**Aim of the exercise**: Summarize the text on European pensions in three sentences.

**Text shown**:
------------------------------------------------------------------------

Pensions in Europe include a public and a private part. Public pensions (pillar I) are mandatory and aim to provide all pensioners with a basic level of income. They are generally financed on a pay-as-you-go (PAYG) basis, with the contributions to the pension system from the working age individuals paying for the benefits of current retirees, which means they are not pre-funded and have no disposable assets. Private pensions include occupational pensions sponsored by employers (pillar II) and voluntary personal pensions (pillar III), both of which work on an asset accumulation basis.

The majority of pension spendings in Europe are channelled into public PAYG pensions which amounted to 12.5% of GDP in 2020 on average in the EU. The annual expenditure on private pensions is much lower and is less than 1% of GDP in most EU countries, expect the NL, Sweden and Denmark compared to spendings amounting to 5 to 7% of GDP in the UK, Canada and USA. As a result, the size of pension assets likely to be invested for the long term in capital market instruments is much lower in the EU (around 30% of GDP) than in the US or Canada where they amount to 130 to 150% of GDP.

Pension systems are facing many challenges, that may lead to a pension gap in the future. PAYG systems are impacted by the ageing of the population and the shrinking of the share of the active population. Most Member States have conducted pension and labour market reforms, postponing normal retirement age and increasing contribution periods in order to improve future pillar I pension sustainability and adequacy.

------------------------------------------------------------------------

**Dataset content**:

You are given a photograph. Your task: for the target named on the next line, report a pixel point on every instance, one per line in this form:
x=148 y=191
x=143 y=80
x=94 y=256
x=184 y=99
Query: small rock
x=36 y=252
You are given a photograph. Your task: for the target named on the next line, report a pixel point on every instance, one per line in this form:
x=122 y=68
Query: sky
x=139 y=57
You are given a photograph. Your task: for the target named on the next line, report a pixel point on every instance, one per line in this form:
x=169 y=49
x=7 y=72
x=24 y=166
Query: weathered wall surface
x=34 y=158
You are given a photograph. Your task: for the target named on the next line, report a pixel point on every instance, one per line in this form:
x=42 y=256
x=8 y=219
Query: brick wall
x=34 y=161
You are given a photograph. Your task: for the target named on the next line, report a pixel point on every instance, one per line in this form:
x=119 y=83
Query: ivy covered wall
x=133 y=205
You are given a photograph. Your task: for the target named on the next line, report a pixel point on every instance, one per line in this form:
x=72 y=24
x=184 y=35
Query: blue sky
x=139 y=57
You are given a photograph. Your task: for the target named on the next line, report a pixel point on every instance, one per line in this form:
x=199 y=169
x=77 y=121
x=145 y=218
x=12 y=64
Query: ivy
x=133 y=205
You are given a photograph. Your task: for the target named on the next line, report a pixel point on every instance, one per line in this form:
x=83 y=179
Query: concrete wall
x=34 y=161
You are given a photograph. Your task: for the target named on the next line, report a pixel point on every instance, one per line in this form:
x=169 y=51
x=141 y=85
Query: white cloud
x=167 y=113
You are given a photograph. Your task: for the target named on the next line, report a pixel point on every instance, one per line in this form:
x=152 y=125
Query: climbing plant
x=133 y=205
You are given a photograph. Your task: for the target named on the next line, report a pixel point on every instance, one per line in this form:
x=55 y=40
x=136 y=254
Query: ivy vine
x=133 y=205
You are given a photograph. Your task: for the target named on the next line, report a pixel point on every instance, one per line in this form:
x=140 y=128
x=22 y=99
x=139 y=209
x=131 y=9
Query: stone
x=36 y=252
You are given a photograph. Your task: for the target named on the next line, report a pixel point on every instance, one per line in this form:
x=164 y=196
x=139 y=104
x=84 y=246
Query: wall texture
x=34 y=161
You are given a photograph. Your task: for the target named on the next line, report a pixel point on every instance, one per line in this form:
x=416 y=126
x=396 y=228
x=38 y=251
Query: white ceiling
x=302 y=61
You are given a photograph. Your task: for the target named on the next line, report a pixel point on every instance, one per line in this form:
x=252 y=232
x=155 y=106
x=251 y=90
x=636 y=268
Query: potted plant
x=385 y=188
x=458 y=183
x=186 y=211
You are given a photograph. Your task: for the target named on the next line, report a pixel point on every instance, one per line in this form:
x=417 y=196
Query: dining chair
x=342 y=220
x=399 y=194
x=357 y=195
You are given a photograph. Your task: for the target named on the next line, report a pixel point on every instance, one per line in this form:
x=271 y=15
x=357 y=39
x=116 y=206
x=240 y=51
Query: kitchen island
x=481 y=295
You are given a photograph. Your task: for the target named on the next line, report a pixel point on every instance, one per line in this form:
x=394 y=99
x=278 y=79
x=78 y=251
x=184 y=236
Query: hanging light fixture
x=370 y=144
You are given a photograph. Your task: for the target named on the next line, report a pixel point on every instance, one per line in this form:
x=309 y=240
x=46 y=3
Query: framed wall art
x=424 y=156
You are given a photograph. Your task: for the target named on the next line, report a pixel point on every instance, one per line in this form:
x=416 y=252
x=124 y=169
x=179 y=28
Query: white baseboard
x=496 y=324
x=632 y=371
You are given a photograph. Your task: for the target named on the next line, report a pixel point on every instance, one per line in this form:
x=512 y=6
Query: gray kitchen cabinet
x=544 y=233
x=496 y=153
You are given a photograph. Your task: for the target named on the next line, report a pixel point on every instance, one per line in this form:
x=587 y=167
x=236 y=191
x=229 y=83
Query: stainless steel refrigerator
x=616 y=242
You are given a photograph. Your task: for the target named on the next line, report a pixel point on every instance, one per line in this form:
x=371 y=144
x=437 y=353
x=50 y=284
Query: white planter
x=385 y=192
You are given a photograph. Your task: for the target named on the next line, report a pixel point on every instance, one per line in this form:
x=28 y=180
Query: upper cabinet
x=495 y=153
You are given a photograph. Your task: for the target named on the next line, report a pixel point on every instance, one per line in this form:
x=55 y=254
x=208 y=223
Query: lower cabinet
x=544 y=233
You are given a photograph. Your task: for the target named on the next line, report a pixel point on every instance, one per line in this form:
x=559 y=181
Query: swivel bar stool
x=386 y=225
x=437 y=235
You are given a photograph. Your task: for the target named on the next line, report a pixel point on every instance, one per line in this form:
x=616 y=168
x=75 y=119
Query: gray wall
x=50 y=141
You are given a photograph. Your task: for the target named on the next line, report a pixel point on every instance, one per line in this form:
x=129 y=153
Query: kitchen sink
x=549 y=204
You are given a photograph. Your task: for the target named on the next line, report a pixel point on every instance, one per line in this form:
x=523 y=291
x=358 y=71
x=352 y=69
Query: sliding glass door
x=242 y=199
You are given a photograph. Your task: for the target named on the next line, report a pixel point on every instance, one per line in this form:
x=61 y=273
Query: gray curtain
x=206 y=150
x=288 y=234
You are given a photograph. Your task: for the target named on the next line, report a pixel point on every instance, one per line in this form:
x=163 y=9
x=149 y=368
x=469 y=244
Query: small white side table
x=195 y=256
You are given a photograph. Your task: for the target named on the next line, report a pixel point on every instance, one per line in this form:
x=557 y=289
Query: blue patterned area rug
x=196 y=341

------------------------------------------------------------------------

**Written answer**: European pensions combine a mandatory public pillar, generally financed pay-as-you-go so that contributions from working-age individuals pay current retirees' benefits, with private occupational and voluntary personal pensions that work on an asset accumulation basis. Most pension spending in the EU goes to public pay-as-you-go pensions, averaging 12.5% of GDP in 2020, so pension assets likely to be invested long term are around 30% of GDP in the EU, compared with 130 to 150% in the US or Canada. Ageing populations and a shrinking share of active people put pressure on these systems, and most Member States have responded by postponing normal retirement age and increasing contribution periods.